Repeat exactly each line of the data provided below.

◆ ◆ ◆ ◆ ◆

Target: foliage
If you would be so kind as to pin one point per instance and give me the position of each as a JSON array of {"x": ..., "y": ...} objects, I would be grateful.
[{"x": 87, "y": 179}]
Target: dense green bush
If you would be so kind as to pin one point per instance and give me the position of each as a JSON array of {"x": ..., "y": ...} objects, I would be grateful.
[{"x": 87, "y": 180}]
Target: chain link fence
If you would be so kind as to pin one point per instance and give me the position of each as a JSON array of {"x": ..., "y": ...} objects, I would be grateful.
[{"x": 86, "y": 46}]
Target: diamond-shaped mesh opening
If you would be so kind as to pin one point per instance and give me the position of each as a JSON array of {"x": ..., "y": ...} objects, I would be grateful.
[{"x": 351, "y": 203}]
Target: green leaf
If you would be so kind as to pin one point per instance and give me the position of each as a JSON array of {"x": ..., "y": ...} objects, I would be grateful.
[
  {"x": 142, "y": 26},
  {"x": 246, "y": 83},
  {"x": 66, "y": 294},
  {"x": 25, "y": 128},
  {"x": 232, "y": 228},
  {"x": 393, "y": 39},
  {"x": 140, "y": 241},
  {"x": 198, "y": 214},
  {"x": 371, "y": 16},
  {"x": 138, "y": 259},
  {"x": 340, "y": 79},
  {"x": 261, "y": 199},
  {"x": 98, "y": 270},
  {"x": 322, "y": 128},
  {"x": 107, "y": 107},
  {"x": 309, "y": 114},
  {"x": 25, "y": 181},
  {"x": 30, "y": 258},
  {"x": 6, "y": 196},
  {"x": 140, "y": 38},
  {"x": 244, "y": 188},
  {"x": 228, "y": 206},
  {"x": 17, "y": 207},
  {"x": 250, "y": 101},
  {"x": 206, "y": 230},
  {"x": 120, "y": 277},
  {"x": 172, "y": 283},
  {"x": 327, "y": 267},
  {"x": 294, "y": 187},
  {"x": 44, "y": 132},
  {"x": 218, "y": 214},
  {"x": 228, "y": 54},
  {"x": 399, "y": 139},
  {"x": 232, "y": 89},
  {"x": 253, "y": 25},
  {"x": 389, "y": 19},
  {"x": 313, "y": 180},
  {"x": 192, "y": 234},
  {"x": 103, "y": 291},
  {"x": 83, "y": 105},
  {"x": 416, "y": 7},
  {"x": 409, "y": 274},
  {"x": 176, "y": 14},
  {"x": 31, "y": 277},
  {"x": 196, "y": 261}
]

◆ ◆ ◆ ◆ ◆

[Problem solution]
Target: foliage
If you would be so kind as to pin one point per instance and give me the position of each as a JSON array of {"x": ..., "y": ...} objects, I would be grateful.
[{"x": 87, "y": 179}]
Target: dense green bush
If you would be so kind as to pin one point per instance and give me the position of each as a JSON array of {"x": ..., "y": ...} objects, I would be grateful.
[{"x": 87, "y": 180}]
Target: chain link fence
If you would be so kind as to pin one point per instance and give me the position of each as a JSON array of {"x": ..., "y": ...} objects, I would be grateful.
[{"x": 86, "y": 46}]
Target: diamond-shaped mesh opening
If you would be so kind as to pin one point per instance and give me the position of each as a JSON array of {"x": ..., "y": ...} objects, I would be grateful.
[{"x": 351, "y": 203}]
Target: green leaf
If you would be so kind as to pin one point per instance and give me the position of each as a JSON array of {"x": ..., "y": ...} objects, I would be grateful.
[
  {"x": 142, "y": 26},
  {"x": 246, "y": 83},
  {"x": 66, "y": 294},
  {"x": 25, "y": 128},
  {"x": 232, "y": 228},
  {"x": 393, "y": 39},
  {"x": 140, "y": 241},
  {"x": 198, "y": 214},
  {"x": 371, "y": 16},
  {"x": 138, "y": 259},
  {"x": 340, "y": 79},
  {"x": 261, "y": 199},
  {"x": 98, "y": 270},
  {"x": 322, "y": 128},
  {"x": 107, "y": 107},
  {"x": 309, "y": 114},
  {"x": 25, "y": 181},
  {"x": 30, "y": 258},
  {"x": 6, "y": 196},
  {"x": 140, "y": 38},
  {"x": 244, "y": 188},
  {"x": 228, "y": 206},
  {"x": 17, "y": 207},
  {"x": 250, "y": 101},
  {"x": 206, "y": 230},
  {"x": 120, "y": 277},
  {"x": 172, "y": 283},
  {"x": 327, "y": 267},
  {"x": 294, "y": 187},
  {"x": 44, "y": 132},
  {"x": 218, "y": 214},
  {"x": 228, "y": 54},
  {"x": 399, "y": 139},
  {"x": 232, "y": 89},
  {"x": 253, "y": 25},
  {"x": 389, "y": 19},
  {"x": 313, "y": 180},
  {"x": 192, "y": 234},
  {"x": 103, "y": 291},
  {"x": 83, "y": 105},
  {"x": 416, "y": 7},
  {"x": 409, "y": 274},
  {"x": 176, "y": 14},
  {"x": 31, "y": 277},
  {"x": 196, "y": 261}
]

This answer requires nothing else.